Task requirements: Comb through the entries for "below" and pull out each line that holds it.
++++ Records to process ++++
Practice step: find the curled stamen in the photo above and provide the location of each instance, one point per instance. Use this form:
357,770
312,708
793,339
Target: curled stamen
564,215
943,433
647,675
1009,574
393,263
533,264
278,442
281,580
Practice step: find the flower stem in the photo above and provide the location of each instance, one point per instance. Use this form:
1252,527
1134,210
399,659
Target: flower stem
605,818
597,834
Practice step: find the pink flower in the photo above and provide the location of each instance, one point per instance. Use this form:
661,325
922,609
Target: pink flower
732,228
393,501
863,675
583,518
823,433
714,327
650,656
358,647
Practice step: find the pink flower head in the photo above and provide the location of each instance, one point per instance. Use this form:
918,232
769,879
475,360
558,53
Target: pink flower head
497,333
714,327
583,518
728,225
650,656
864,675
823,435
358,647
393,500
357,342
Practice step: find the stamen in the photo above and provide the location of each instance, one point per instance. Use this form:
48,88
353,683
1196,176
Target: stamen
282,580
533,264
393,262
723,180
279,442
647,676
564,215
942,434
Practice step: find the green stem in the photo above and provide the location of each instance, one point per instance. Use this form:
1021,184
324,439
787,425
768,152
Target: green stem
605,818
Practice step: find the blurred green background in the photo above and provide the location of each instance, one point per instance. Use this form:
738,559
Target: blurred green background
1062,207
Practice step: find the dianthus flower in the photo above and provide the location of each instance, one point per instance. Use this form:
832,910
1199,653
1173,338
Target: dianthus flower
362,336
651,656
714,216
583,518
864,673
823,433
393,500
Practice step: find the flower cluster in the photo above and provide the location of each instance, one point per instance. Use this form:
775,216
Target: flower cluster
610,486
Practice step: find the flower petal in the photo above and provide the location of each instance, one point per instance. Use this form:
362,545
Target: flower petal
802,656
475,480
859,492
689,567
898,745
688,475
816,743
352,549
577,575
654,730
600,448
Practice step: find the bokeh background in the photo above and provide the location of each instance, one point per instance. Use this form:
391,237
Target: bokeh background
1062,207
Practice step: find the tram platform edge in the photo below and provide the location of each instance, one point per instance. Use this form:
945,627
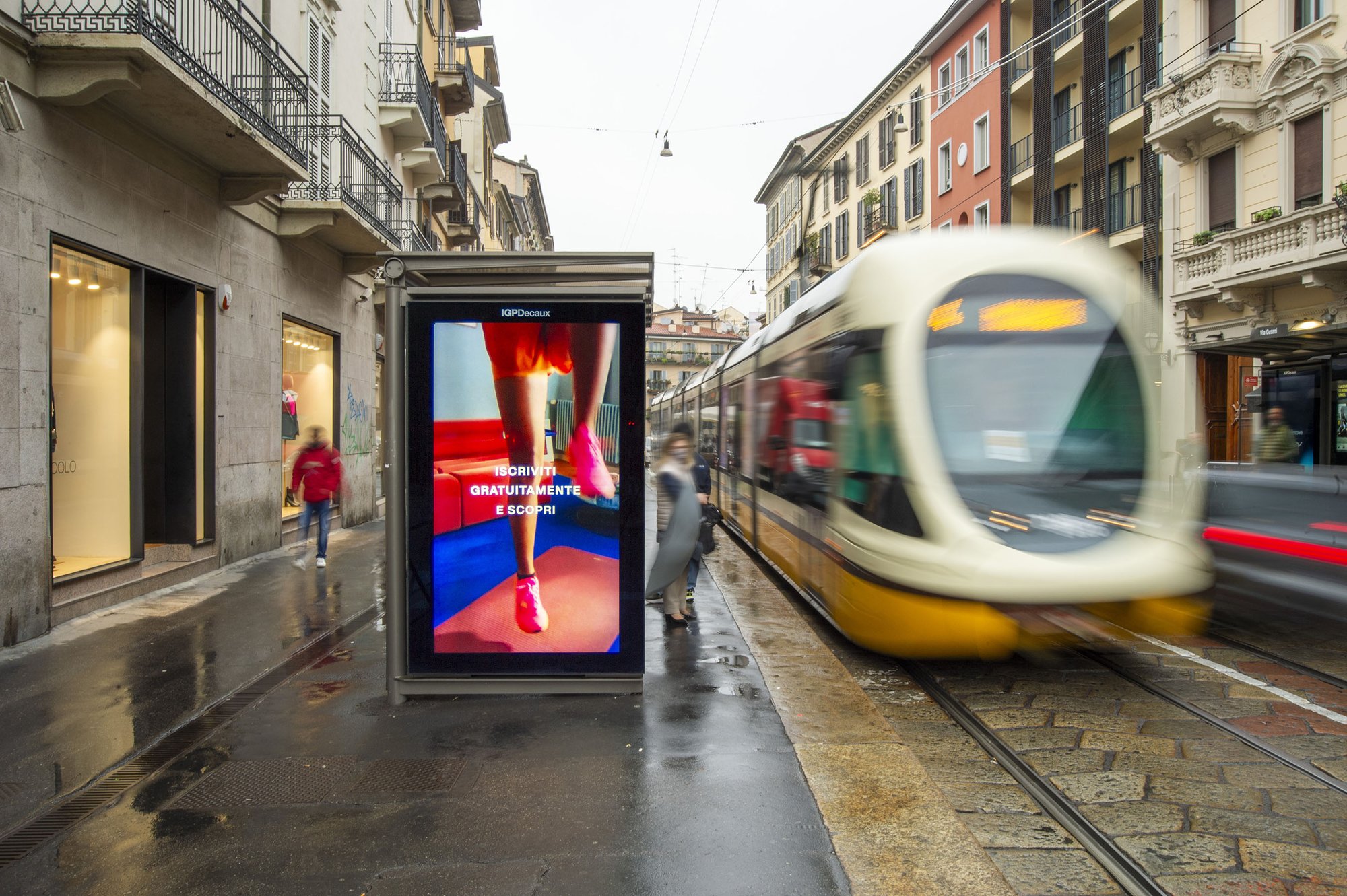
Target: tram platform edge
892,828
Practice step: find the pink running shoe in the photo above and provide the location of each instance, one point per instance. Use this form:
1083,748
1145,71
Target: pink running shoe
529,607
591,471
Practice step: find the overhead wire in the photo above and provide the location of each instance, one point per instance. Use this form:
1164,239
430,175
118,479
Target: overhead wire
650,156
692,74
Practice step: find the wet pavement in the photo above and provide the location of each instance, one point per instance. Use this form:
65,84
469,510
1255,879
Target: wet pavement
323,788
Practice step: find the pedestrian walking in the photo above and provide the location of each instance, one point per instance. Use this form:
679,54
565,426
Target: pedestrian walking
1276,444
678,522
702,481
319,470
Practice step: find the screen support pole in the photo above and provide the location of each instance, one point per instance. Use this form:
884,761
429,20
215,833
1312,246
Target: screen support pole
395,502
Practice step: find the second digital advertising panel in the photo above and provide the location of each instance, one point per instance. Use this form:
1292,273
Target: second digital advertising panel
525,485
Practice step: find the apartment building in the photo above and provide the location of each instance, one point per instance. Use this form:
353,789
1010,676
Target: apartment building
966,120
680,342
781,193
1074,143
195,198
1251,116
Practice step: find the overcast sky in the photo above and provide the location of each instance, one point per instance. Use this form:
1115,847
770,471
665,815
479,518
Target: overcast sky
568,67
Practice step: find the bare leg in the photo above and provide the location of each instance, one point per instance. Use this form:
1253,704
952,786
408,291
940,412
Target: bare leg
523,401
592,357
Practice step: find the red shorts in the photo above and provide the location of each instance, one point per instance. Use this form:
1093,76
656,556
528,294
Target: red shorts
523,349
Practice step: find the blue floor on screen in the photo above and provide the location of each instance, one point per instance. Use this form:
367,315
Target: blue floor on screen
471,561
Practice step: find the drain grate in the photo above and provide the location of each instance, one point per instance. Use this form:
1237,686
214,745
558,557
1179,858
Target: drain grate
104,789
267,782
403,776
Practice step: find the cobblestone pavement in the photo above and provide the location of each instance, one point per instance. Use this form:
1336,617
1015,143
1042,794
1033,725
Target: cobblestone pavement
1198,809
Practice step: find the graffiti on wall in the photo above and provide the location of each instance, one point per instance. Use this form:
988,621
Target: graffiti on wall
358,425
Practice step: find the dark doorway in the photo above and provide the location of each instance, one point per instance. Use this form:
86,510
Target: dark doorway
169,455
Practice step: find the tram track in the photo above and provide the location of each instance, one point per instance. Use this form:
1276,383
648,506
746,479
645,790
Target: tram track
1206,781
1125,871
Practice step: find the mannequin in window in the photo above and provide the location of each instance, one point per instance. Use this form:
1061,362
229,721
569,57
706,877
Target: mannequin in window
523,355
289,423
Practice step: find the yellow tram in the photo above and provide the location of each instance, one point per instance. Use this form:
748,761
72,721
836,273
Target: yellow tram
950,448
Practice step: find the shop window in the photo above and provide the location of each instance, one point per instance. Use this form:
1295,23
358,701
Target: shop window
308,399
91,412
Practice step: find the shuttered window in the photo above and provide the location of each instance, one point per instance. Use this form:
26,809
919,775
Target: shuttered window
1221,190
1310,160
1221,24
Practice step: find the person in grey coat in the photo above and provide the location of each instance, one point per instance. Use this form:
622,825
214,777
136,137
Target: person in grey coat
678,522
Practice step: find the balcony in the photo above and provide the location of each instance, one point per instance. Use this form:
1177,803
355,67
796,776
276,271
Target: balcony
1069,221
1066,129
1022,155
879,219
406,102
455,77
429,164
205,77
352,201
1124,93
464,225
821,257
1208,101
1279,250
449,191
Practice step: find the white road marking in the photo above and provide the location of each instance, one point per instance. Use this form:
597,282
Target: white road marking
1248,680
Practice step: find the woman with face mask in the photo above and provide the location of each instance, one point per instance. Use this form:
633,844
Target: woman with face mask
678,522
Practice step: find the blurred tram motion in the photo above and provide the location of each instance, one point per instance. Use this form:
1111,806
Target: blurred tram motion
949,447
1279,536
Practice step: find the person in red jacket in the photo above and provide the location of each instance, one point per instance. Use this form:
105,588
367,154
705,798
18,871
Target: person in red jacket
319,469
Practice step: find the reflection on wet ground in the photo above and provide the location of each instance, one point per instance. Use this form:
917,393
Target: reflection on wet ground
102,688
636,794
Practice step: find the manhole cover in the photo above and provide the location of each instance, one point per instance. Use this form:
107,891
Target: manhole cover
401,776
269,782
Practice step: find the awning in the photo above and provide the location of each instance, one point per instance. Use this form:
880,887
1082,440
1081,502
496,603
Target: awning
1294,346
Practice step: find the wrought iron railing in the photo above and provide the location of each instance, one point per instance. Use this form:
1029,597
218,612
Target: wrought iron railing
1072,219
222,44
471,210
1022,155
343,167
438,137
1125,209
879,217
1125,93
402,78
453,58
1066,128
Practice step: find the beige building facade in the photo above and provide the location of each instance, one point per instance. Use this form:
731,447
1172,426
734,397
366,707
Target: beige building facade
1251,116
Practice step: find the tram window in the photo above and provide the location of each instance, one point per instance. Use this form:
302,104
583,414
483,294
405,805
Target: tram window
795,448
872,469
709,432
733,425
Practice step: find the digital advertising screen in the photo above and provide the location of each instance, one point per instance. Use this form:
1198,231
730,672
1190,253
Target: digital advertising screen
525,487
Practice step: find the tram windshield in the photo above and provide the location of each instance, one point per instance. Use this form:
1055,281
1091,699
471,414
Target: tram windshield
1037,405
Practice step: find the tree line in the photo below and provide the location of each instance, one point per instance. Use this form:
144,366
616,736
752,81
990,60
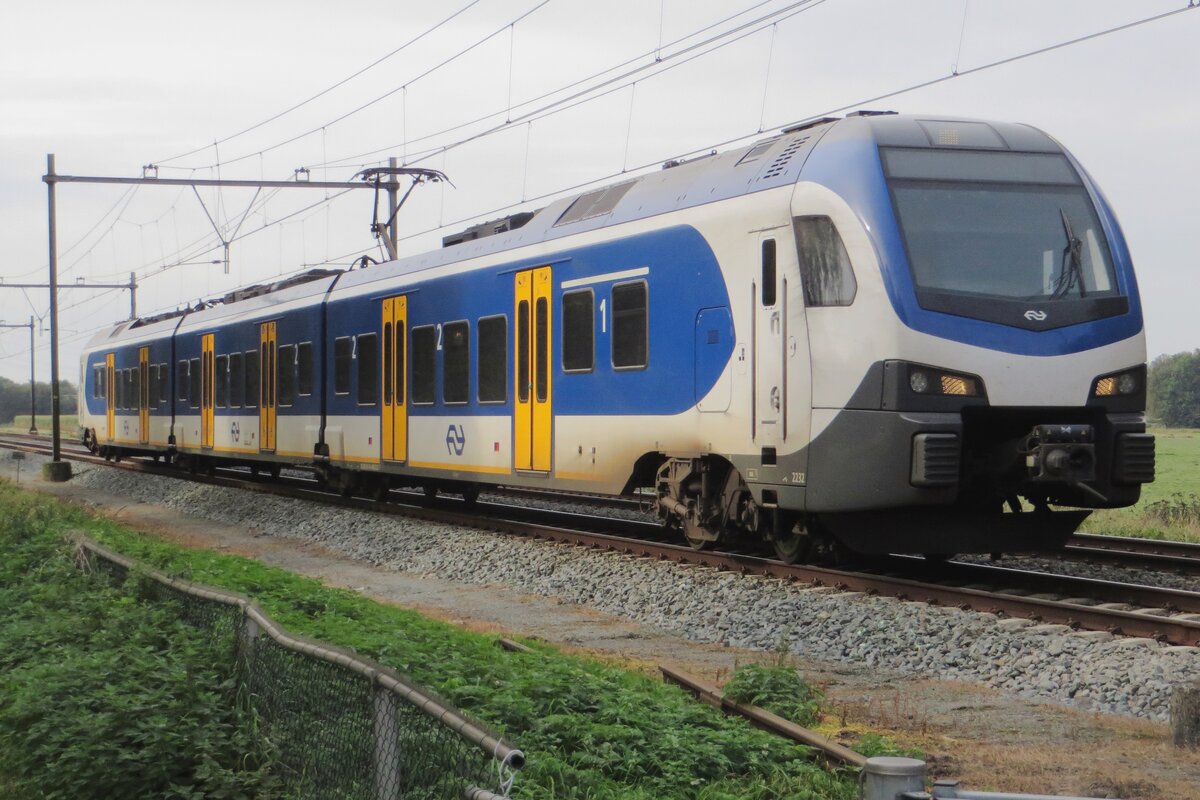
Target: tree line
1174,390
15,398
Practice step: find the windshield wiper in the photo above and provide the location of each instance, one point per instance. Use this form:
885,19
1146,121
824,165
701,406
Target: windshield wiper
1072,272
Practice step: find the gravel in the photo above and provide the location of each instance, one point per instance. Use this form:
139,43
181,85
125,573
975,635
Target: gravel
1092,671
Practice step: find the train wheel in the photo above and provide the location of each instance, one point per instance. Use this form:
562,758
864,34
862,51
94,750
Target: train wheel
792,547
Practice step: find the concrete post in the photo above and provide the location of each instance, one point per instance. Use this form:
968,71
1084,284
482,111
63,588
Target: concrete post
887,777
1186,715
387,751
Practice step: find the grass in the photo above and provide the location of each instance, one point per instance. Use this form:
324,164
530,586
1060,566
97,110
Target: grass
67,423
106,696
1170,506
588,729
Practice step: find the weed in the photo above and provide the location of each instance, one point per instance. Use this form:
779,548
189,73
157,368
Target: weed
588,729
103,696
778,689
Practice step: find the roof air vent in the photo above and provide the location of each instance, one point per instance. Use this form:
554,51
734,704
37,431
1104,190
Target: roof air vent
594,204
783,158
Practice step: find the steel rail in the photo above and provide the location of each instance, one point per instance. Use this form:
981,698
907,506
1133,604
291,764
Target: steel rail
538,523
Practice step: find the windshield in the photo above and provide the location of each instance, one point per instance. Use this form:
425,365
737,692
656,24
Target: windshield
999,227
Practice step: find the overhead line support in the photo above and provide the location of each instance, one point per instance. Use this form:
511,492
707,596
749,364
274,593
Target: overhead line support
371,179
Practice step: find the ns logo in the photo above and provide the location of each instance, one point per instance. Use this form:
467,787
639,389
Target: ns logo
456,439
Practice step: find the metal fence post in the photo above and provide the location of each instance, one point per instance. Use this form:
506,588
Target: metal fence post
387,744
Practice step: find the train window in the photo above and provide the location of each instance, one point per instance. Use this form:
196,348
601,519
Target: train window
456,362
287,374
629,325
222,382
541,349
421,355
768,272
251,379
369,370
579,331
193,383
237,380
304,368
523,352
388,343
343,352
825,265
492,335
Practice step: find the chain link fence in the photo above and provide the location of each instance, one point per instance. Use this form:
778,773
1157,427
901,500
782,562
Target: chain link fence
341,727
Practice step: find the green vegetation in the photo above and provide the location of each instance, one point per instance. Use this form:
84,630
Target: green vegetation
1174,390
779,689
15,400
106,696
588,729
1170,506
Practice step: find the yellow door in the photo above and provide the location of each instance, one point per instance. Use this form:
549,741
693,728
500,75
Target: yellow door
144,395
267,385
533,416
109,405
395,405
207,416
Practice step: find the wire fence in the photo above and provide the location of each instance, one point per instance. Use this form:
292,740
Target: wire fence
340,726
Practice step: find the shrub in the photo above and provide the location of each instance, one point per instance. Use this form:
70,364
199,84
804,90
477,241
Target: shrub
778,689
105,696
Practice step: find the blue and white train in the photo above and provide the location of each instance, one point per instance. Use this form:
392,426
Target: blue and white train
898,334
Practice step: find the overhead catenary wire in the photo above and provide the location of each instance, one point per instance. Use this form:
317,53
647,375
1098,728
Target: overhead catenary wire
327,90
654,54
827,112
877,97
379,98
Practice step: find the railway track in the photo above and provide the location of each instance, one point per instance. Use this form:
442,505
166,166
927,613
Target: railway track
1165,614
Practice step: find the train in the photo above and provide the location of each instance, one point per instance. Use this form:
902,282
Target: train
875,334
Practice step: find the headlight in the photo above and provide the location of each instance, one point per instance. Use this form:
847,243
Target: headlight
929,380
1119,384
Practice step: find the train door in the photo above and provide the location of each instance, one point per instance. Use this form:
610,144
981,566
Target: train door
109,404
769,332
207,405
144,395
267,385
395,407
533,413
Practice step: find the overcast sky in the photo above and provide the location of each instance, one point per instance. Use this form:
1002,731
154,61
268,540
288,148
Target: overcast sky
109,86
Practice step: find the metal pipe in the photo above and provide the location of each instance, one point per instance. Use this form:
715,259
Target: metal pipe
55,432
33,383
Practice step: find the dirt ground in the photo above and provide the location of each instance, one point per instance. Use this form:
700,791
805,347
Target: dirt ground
971,733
++++
Response area:
Practice step: find the tram platform edge in the photo below and provide the location of each instance, one point per instance. Use this form:
Practice step: find the tree line in the photo below and provide the location of each instance, one point per instance. Use this form:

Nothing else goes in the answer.